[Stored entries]
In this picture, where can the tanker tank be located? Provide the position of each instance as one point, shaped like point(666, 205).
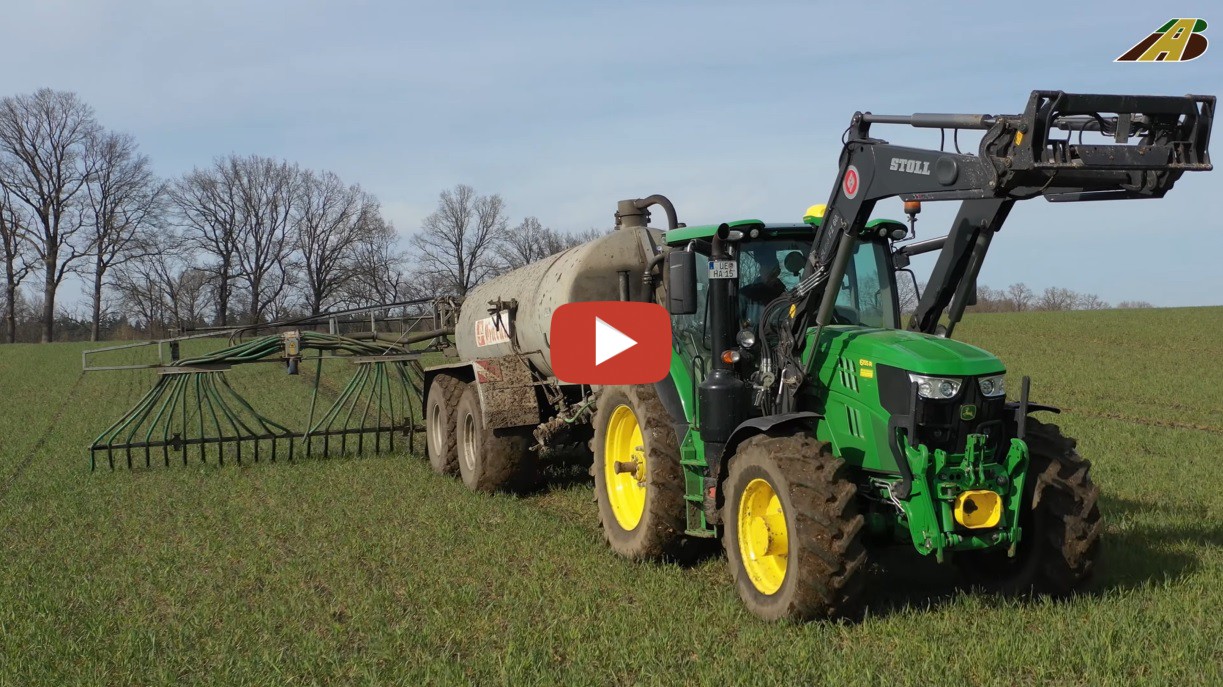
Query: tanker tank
point(590, 271)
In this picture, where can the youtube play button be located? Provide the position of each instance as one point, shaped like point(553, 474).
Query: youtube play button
point(604, 342)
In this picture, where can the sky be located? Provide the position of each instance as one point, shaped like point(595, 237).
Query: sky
point(730, 109)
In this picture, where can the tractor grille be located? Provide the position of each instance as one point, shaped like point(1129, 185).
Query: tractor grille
point(941, 423)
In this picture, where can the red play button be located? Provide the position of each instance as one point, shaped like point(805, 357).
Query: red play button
point(607, 342)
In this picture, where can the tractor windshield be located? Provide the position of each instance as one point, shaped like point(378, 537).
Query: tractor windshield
point(771, 267)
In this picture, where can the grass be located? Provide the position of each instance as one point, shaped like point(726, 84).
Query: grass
point(374, 570)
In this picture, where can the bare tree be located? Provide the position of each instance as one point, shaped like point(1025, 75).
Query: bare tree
point(1019, 296)
point(43, 164)
point(458, 242)
point(333, 221)
point(209, 207)
point(1057, 298)
point(14, 251)
point(125, 202)
point(530, 241)
point(239, 212)
point(163, 286)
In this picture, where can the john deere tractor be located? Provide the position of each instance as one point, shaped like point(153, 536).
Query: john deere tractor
point(802, 422)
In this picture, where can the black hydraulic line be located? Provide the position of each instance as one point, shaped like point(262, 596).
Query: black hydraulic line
point(921, 247)
point(932, 120)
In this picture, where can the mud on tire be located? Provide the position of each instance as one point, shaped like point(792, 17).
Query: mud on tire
point(492, 460)
point(442, 437)
point(1062, 525)
point(826, 561)
point(659, 533)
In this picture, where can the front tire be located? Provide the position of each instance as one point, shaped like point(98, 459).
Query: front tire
point(491, 460)
point(639, 481)
point(1062, 525)
point(793, 529)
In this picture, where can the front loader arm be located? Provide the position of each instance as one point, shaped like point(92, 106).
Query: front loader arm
point(1019, 157)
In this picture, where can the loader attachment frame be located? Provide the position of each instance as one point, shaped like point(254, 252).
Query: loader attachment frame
point(1019, 157)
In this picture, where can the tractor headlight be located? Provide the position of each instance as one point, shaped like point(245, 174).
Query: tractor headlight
point(993, 385)
point(746, 339)
point(936, 388)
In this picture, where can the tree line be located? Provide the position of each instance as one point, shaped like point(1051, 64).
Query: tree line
point(1019, 297)
point(242, 240)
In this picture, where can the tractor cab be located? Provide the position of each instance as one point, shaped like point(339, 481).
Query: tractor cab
point(768, 262)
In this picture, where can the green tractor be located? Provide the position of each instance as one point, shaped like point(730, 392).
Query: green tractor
point(802, 422)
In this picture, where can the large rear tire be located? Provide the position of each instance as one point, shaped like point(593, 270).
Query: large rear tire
point(639, 482)
point(492, 460)
point(442, 438)
point(1060, 523)
point(793, 529)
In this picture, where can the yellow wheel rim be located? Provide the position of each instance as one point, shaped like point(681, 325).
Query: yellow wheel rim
point(763, 538)
point(624, 467)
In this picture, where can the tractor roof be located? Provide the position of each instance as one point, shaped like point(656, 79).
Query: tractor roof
point(790, 229)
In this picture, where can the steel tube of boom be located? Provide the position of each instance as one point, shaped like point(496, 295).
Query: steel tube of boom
point(933, 120)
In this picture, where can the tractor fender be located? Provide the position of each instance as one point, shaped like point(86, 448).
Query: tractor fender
point(745, 430)
point(763, 426)
point(462, 371)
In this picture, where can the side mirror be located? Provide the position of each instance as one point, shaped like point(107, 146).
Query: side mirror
point(680, 282)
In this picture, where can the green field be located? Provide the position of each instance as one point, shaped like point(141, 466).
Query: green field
point(376, 570)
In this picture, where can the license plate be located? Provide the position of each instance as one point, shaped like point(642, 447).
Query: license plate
point(723, 269)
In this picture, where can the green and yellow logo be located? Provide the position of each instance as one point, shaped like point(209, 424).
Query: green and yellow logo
point(1178, 40)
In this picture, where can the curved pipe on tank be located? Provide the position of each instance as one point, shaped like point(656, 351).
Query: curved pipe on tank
point(673, 220)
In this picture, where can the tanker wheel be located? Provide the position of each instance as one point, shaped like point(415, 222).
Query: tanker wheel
point(1060, 525)
point(442, 439)
point(491, 460)
point(639, 482)
point(793, 529)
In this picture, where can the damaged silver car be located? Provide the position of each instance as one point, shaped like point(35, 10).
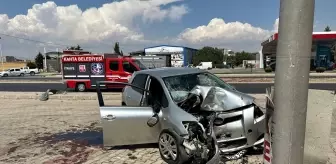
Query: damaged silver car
point(193, 115)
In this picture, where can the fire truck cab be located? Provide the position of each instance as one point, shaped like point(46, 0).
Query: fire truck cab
point(81, 72)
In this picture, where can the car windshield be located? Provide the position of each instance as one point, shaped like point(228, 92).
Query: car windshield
point(180, 86)
point(140, 65)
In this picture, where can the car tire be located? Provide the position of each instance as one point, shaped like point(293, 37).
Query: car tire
point(80, 87)
point(234, 155)
point(170, 141)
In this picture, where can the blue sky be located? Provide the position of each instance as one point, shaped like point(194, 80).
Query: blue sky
point(258, 13)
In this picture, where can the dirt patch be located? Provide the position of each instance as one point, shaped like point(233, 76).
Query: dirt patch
point(71, 146)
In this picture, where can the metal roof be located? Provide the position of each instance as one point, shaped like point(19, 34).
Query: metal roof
point(270, 45)
point(171, 46)
point(170, 71)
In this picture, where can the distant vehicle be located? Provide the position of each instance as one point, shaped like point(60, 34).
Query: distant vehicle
point(12, 72)
point(157, 61)
point(30, 71)
point(312, 65)
point(204, 65)
point(81, 72)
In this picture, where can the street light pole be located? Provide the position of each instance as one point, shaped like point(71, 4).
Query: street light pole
point(1, 56)
point(291, 80)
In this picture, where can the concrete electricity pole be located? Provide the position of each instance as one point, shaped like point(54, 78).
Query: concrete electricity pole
point(291, 80)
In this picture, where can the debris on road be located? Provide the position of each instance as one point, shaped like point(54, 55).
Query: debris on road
point(45, 96)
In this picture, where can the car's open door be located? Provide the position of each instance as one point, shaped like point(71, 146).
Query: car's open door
point(124, 125)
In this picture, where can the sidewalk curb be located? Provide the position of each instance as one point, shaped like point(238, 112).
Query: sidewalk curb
point(36, 96)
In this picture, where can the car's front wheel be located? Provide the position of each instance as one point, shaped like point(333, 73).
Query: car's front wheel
point(171, 149)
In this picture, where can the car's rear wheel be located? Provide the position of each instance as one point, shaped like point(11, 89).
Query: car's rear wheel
point(171, 149)
point(80, 87)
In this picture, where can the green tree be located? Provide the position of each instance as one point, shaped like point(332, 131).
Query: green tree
point(208, 54)
point(117, 48)
point(327, 29)
point(39, 60)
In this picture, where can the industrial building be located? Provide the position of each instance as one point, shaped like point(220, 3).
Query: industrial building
point(322, 53)
point(165, 56)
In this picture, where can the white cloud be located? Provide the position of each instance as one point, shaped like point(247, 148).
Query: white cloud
point(71, 25)
point(217, 32)
point(96, 29)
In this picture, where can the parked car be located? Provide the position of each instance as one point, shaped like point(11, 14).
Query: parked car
point(191, 113)
point(30, 71)
point(12, 72)
point(204, 65)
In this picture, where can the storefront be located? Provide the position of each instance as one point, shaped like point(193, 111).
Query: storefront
point(322, 53)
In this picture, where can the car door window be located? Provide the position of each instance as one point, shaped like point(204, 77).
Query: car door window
point(114, 65)
point(128, 67)
point(139, 81)
point(157, 93)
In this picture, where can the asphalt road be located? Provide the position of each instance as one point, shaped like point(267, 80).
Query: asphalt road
point(35, 78)
point(253, 88)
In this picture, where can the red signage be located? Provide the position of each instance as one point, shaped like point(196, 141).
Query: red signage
point(79, 59)
point(82, 68)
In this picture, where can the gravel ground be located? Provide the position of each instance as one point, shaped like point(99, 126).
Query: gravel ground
point(56, 131)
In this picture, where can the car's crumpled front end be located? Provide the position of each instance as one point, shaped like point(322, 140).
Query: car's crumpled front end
point(239, 122)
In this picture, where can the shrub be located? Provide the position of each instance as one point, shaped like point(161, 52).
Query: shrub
point(31, 65)
point(320, 69)
point(268, 69)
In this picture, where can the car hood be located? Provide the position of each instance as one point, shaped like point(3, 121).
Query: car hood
point(219, 99)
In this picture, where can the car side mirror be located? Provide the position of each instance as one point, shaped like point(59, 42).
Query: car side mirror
point(153, 120)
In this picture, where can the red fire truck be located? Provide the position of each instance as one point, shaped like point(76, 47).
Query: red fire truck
point(81, 72)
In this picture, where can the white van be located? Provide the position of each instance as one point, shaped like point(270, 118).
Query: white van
point(205, 65)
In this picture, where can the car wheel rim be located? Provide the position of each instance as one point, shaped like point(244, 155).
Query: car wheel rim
point(168, 146)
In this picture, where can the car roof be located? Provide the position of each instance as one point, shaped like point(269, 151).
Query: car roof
point(169, 71)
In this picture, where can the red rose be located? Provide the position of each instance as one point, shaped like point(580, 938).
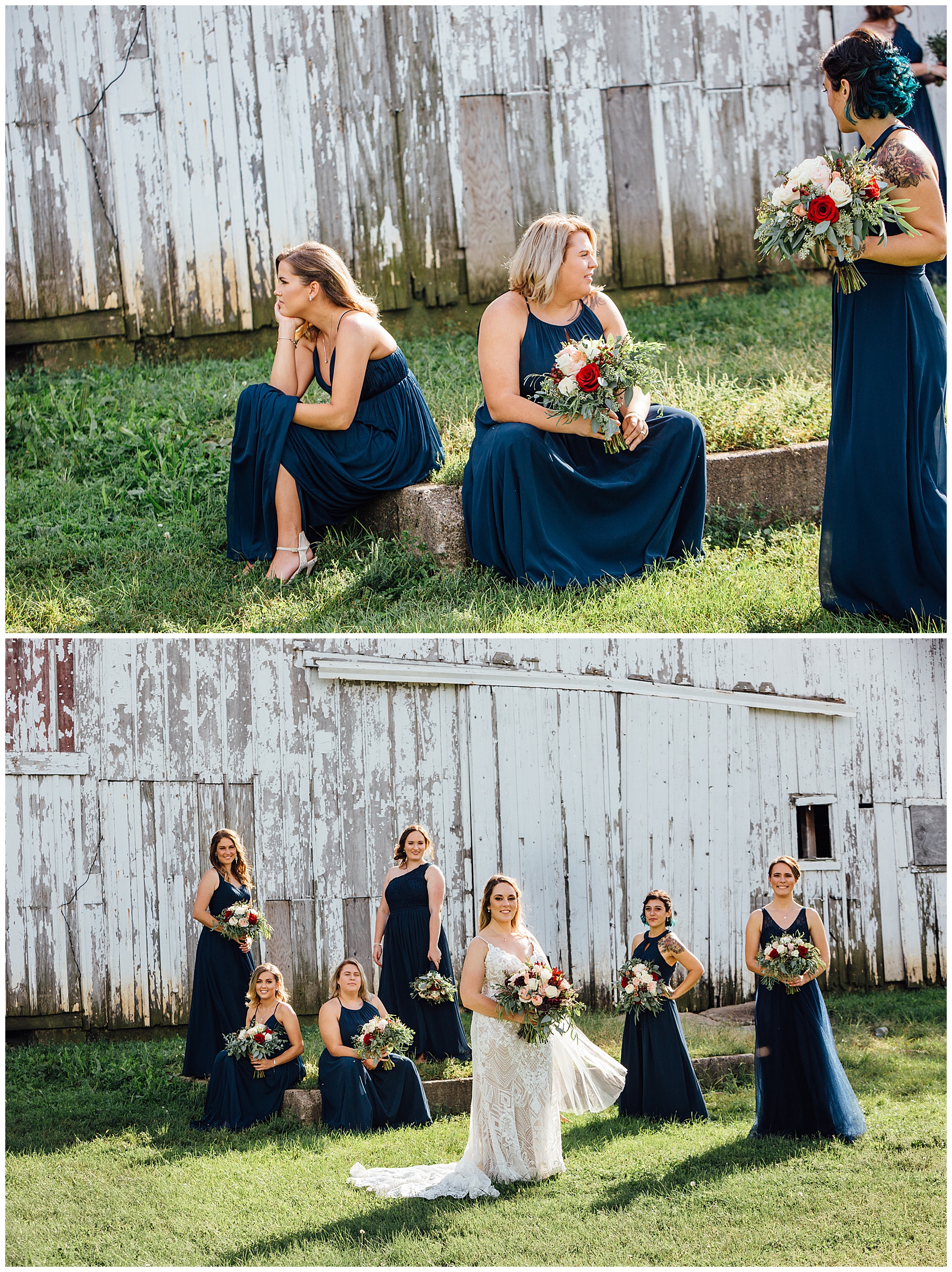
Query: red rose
point(587, 378)
point(822, 209)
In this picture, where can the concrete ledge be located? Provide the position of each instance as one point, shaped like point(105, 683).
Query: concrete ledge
point(784, 481)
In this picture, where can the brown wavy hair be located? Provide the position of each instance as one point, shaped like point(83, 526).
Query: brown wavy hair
point(251, 998)
point(487, 915)
point(316, 262)
point(400, 852)
point(240, 867)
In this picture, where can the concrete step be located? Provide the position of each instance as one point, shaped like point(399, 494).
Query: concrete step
point(455, 1094)
point(784, 481)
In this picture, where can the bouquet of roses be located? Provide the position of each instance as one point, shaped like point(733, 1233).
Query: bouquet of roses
point(788, 956)
point(243, 922)
point(830, 203)
point(433, 987)
point(590, 374)
point(640, 989)
point(256, 1042)
point(937, 43)
point(380, 1036)
point(545, 994)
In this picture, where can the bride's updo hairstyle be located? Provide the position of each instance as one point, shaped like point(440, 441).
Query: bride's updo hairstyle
point(487, 915)
point(316, 262)
point(400, 852)
point(534, 271)
point(880, 79)
point(787, 862)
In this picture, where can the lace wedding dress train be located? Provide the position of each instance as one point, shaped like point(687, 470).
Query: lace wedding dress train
point(517, 1093)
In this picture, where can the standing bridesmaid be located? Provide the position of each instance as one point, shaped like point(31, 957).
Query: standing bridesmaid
point(661, 1082)
point(801, 1087)
point(415, 943)
point(882, 548)
point(222, 967)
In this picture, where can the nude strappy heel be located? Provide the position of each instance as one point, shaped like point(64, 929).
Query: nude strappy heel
point(305, 566)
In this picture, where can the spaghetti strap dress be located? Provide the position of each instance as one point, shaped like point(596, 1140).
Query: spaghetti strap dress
point(547, 508)
point(219, 984)
point(391, 443)
point(237, 1098)
point(660, 1082)
point(801, 1088)
point(882, 547)
point(438, 1031)
point(354, 1098)
point(922, 120)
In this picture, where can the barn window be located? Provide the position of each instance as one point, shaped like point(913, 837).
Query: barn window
point(928, 835)
point(813, 843)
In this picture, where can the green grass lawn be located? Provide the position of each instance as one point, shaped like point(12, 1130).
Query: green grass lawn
point(102, 1169)
point(116, 486)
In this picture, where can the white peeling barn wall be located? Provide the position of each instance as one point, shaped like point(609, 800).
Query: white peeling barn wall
point(590, 768)
point(415, 140)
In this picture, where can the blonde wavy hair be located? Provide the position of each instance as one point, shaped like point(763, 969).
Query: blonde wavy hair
point(251, 998)
point(316, 262)
point(534, 271)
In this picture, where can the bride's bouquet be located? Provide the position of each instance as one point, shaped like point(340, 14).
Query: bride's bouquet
point(380, 1036)
point(640, 989)
point(545, 995)
point(255, 1042)
point(590, 374)
point(830, 203)
point(243, 922)
point(788, 956)
point(433, 987)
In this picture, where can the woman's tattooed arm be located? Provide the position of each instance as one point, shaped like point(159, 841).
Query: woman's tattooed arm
point(903, 167)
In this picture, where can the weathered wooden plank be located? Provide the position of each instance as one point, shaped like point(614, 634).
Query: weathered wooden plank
point(424, 157)
point(691, 225)
point(636, 190)
point(488, 196)
point(381, 262)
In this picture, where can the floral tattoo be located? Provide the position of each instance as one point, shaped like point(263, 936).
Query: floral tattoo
point(671, 944)
point(901, 166)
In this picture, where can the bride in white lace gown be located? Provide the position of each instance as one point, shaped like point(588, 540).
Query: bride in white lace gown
point(517, 1088)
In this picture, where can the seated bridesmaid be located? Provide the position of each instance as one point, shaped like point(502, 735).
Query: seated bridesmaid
point(361, 1094)
point(243, 1092)
point(661, 1082)
point(543, 499)
point(297, 469)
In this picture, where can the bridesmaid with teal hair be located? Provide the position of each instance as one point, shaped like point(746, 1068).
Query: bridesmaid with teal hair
point(661, 1082)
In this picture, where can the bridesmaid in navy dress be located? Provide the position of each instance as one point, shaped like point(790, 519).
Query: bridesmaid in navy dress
point(543, 499)
point(243, 1092)
point(661, 1082)
point(222, 967)
point(298, 467)
point(410, 940)
point(882, 21)
point(882, 548)
point(361, 1094)
point(801, 1087)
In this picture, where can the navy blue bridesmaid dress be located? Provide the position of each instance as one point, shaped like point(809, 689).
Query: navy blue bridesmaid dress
point(550, 508)
point(237, 1100)
point(406, 939)
point(882, 548)
point(923, 121)
point(354, 1098)
point(391, 443)
point(661, 1082)
point(219, 985)
point(801, 1087)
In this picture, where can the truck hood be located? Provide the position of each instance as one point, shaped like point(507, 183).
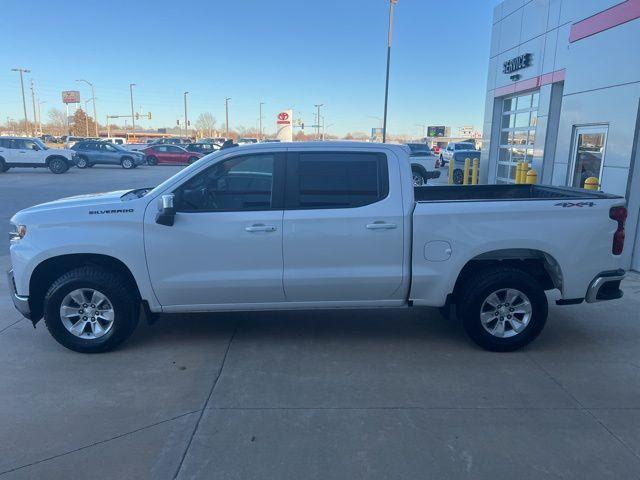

### Written request
Please render the stretch of rows from the very start through the line containing "point(730, 109)" as a JSON list of strings, one string per line with blank lines left out and both ends included. Leave the pictures out of the answer.

### Exercise result
[
  "In this picture, where can the tanker tank be located? Provide the position of each instance as one point, shaped like point(666, 205).",
  "Query: tanker tank",
  "point(590, 271)",
  "In this picture, where can the youtube play button be located? Provide the position of each instance as one point, shaped like point(553, 474).",
  "Query: youtube play button",
  "point(604, 342)",
  "In this picture, where can the sky be located? Provide the position of each instance as one point, shaped like point(595, 237).",
  "Query: sky",
  "point(730, 109)"
]